**Problem to work on**
Which lines of the records below contain the word "racing"? Report each of them in full.

**Excerpted records**
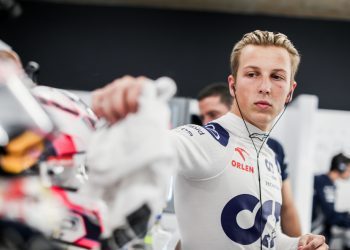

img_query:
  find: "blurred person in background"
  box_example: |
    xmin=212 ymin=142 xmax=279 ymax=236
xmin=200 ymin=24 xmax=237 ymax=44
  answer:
xmin=312 ymin=153 xmax=350 ymax=249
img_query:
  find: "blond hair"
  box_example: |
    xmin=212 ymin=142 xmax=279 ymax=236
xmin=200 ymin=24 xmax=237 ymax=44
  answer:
xmin=230 ymin=30 xmax=300 ymax=82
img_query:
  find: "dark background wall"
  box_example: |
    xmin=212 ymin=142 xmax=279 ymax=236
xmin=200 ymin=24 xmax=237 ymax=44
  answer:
xmin=1 ymin=1 xmax=350 ymax=110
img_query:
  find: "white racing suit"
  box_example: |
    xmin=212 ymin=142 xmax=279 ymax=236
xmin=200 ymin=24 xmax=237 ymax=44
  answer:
xmin=170 ymin=112 xmax=299 ymax=250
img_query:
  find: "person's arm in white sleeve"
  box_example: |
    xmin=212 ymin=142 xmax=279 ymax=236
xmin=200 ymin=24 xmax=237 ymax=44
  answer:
xmin=169 ymin=124 xmax=229 ymax=180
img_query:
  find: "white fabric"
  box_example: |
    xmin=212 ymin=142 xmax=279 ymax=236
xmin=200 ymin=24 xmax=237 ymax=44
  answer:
xmin=83 ymin=77 xmax=177 ymax=237
xmin=171 ymin=112 xmax=299 ymax=250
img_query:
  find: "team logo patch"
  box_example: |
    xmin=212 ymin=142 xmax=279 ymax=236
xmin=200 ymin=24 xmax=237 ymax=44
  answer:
xmin=249 ymin=133 xmax=268 ymax=142
xmin=203 ymin=122 xmax=229 ymax=146
xmin=265 ymin=159 xmax=274 ymax=174
xmin=221 ymin=194 xmax=281 ymax=248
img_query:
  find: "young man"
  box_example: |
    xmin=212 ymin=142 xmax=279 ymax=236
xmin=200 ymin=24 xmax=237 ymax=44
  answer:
xmin=197 ymin=82 xmax=302 ymax=237
xmin=92 ymin=30 xmax=327 ymax=249
xmin=312 ymin=153 xmax=350 ymax=248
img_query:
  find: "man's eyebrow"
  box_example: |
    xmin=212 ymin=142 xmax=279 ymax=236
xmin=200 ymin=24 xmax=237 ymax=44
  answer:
xmin=271 ymin=68 xmax=287 ymax=73
xmin=242 ymin=66 xmax=260 ymax=70
xmin=243 ymin=66 xmax=287 ymax=73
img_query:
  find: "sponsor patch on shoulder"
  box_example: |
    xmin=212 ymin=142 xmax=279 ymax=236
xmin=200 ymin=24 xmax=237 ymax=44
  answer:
xmin=179 ymin=126 xmax=194 ymax=136
xmin=203 ymin=122 xmax=229 ymax=146
xmin=187 ymin=124 xmax=206 ymax=135
xmin=177 ymin=124 xmax=206 ymax=137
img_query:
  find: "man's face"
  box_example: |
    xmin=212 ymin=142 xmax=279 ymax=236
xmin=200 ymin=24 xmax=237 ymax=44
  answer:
xmin=198 ymin=95 xmax=230 ymax=125
xmin=228 ymin=45 xmax=297 ymax=131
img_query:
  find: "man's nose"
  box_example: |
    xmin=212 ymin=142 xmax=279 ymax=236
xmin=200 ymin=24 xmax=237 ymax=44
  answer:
xmin=258 ymin=77 xmax=272 ymax=95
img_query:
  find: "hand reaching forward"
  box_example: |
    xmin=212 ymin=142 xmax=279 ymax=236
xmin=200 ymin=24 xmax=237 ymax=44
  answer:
xmin=298 ymin=234 xmax=328 ymax=250
xmin=92 ymin=75 xmax=148 ymax=124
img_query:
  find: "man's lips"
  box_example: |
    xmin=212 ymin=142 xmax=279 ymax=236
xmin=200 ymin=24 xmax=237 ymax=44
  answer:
xmin=255 ymin=101 xmax=272 ymax=109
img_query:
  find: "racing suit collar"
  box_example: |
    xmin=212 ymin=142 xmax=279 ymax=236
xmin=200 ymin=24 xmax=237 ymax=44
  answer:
xmin=215 ymin=112 xmax=269 ymax=148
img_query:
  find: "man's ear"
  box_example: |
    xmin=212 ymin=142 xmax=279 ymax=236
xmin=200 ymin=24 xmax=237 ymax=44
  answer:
xmin=286 ymin=91 xmax=293 ymax=104
xmin=286 ymin=81 xmax=297 ymax=104
xmin=228 ymin=75 xmax=236 ymax=96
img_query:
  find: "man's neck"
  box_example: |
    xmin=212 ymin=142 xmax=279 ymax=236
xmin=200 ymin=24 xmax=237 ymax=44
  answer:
xmin=230 ymin=108 xmax=270 ymax=132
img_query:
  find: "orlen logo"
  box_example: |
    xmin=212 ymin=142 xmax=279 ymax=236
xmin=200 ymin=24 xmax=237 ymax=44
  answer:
xmin=221 ymin=194 xmax=281 ymax=248
xmin=232 ymin=147 xmax=254 ymax=174
xmin=235 ymin=147 xmax=249 ymax=161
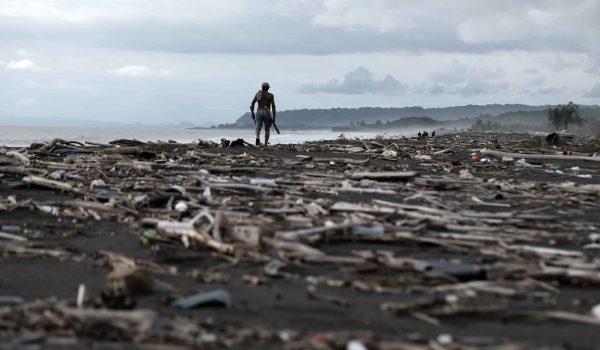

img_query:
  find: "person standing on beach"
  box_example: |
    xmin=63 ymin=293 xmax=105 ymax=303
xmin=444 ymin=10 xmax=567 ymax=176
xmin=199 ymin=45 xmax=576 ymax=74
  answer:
xmin=250 ymin=82 xmax=276 ymax=146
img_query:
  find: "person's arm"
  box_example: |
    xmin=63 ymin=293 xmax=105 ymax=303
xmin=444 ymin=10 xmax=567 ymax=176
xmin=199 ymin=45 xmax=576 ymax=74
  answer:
xmin=271 ymin=96 xmax=276 ymax=122
xmin=250 ymin=95 xmax=257 ymax=122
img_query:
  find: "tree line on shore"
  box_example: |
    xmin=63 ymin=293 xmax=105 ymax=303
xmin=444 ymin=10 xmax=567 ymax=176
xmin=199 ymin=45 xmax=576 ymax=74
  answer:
xmin=336 ymin=103 xmax=600 ymax=136
xmin=220 ymin=104 xmax=552 ymax=129
xmin=471 ymin=102 xmax=600 ymax=136
xmin=212 ymin=103 xmax=600 ymax=136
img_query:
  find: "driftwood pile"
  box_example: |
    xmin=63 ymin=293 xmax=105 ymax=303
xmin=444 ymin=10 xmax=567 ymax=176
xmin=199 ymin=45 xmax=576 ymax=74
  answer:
xmin=0 ymin=132 xmax=600 ymax=349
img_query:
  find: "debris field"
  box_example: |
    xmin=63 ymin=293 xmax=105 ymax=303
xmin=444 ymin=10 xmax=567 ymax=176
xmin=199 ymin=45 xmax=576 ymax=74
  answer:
xmin=1 ymin=132 xmax=600 ymax=349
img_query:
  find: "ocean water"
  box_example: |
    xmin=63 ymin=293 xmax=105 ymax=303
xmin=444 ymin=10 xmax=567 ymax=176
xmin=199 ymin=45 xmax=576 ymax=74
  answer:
xmin=0 ymin=126 xmax=415 ymax=147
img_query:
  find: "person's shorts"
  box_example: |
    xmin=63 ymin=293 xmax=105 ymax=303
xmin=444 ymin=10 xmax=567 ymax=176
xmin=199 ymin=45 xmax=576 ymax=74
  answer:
xmin=256 ymin=110 xmax=272 ymax=130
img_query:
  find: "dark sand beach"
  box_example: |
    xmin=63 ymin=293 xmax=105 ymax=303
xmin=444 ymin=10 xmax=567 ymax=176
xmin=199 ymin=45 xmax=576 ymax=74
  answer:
xmin=1 ymin=132 xmax=600 ymax=349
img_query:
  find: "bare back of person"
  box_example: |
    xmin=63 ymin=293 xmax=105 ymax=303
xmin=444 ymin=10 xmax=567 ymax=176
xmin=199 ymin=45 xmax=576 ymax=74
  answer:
xmin=257 ymin=91 xmax=274 ymax=110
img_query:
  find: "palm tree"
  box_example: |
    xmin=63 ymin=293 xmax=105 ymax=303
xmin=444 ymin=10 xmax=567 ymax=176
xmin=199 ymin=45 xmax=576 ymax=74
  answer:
xmin=547 ymin=102 xmax=585 ymax=131
xmin=547 ymin=107 xmax=562 ymax=131
xmin=561 ymin=102 xmax=584 ymax=130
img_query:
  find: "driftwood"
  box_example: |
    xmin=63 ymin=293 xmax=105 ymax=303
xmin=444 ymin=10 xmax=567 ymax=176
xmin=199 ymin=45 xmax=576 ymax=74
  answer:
xmin=0 ymin=166 xmax=33 ymax=176
xmin=60 ymin=307 xmax=156 ymax=336
xmin=276 ymin=223 xmax=354 ymax=242
xmin=262 ymin=237 xmax=324 ymax=256
xmin=102 ymin=146 xmax=141 ymax=155
xmin=156 ymin=212 xmax=235 ymax=254
xmin=63 ymin=200 xmax=121 ymax=212
xmin=481 ymin=148 xmax=600 ymax=162
xmin=22 ymin=175 xmax=81 ymax=193
xmin=349 ymin=171 xmax=417 ymax=180
xmin=5 ymin=151 xmax=30 ymax=166
xmin=36 ymin=138 xmax=84 ymax=154
xmin=0 ymin=231 xmax=27 ymax=241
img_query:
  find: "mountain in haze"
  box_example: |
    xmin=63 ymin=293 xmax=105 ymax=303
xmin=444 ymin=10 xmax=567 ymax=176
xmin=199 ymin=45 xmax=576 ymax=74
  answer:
xmin=226 ymin=104 xmax=551 ymax=129
xmin=193 ymin=120 xmax=217 ymax=128
xmin=0 ymin=117 xmax=200 ymax=129
xmin=175 ymin=121 xmax=199 ymax=128
xmin=331 ymin=105 xmax=600 ymax=132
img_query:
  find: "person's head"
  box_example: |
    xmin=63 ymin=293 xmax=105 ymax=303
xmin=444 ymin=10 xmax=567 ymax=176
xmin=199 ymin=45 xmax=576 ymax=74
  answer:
xmin=261 ymin=82 xmax=270 ymax=91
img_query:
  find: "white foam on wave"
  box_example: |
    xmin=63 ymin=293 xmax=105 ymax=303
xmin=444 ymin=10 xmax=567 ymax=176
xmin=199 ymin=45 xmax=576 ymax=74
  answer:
xmin=0 ymin=126 xmax=413 ymax=147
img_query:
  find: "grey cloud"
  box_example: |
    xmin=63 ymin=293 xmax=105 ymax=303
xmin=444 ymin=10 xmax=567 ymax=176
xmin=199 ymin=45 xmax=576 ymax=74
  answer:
xmin=551 ymin=55 xmax=587 ymax=72
xmin=535 ymin=87 xmax=565 ymax=95
xmin=428 ymin=62 xmax=470 ymax=84
xmin=417 ymin=81 xmax=508 ymax=97
xmin=587 ymin=61 xmax=600 ymax=75
xmin=299 ymin=66 xmax=407 ymax=95
xmin=1 ymin=1 xmax=598 ymax=124
xmin=428 ymin=84 xmax=446 ymax=94
xmin=429 ymin=61 xmax=505 ymax=85
xmin=0 ymin=19 xmax=469 ymax=56
xmin=584 ymin=83 xmax=600 ymax=98
xmin=426 ymin=60 xmax=509 ymax=96
xmin=454 ymin=81 xmax=509 ymax=97
xmin=0 ymin=1 xmax=595 ymax=56
xmin=522 ymin=87 xmax=566 ymax=96
xmin=526 ymin=76 xmax=546 ymax=86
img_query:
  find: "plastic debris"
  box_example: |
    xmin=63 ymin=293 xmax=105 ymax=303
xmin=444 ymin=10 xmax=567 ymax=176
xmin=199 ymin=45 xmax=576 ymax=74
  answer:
xmin=174 ymin=201 xmax=188 ymax=213
xmin=346 ymin=340 xmax=368 ymax=350
xmin=592 ymin=304 xmax=600 ymax=320
xmin=90 ymin=179 xmax=107 ymax=189
xmin=350 ymin=225 xmax=385 ymax=237
xmin=413 ymin=260 xmax=484 ymax=281
xmin=170 ymin=289 xmax=232 ymax=309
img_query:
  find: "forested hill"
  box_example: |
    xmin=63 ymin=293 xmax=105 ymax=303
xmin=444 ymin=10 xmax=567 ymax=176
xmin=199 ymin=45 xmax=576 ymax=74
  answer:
xmin=226 ymin=104 xmax=549 ymax=129
xmin=331 ymin=105 xmax=600 ymax=132
xmin=477 ymin=105 xmax=600 ymax=125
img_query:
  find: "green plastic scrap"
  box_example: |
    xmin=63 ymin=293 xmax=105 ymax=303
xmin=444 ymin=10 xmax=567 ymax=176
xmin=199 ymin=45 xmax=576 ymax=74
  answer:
xmin=143 ymin=229 xmax=158 ymax=239
xmin=140 ymin=229 xmax=159 ymax=247
xmin=543 ymin=163 xmax=560 ymax=170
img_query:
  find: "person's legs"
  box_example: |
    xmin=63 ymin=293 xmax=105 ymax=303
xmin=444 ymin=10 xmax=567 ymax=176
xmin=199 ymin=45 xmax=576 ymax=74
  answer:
xmin=263 ymin=117 xmax=272 ymax=146
xmin=255 ymin=114 xmax=264 ymax=145
xmin=264 ymin=128 xmax=270 ymax=145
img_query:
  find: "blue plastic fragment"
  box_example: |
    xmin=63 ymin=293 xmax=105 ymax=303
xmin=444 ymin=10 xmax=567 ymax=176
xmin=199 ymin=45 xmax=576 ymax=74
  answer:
xmin=95 ymin=189 xmax=117 ymax=198
xmin=414 ymin=259 xmax=485 ymax=281
xmin=1 ymin=225 xmax=20 ymax=233
xmin=56 ymin=150 xmax=76 ymax=157
xmin=170 ymin=289 xmax=231 ymax=309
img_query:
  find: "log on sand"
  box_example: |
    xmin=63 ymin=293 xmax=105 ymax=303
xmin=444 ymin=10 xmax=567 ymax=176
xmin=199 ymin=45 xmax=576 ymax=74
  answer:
xmin=480 ymin=148 xmax=600 ymax=162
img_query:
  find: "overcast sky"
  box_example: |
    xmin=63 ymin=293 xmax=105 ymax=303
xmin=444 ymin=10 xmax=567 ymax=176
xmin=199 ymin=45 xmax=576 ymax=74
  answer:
xmin=1 ymin=0 xmax=599 ymax=124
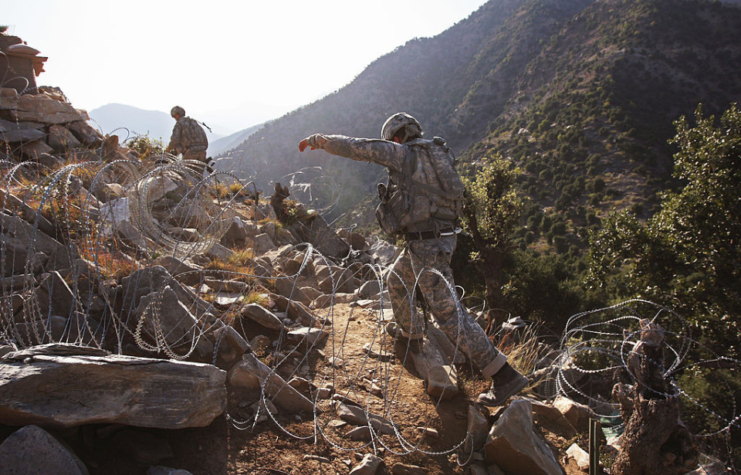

**Result for this task**
  find: "white racing suit"
  find: "racing suit collar"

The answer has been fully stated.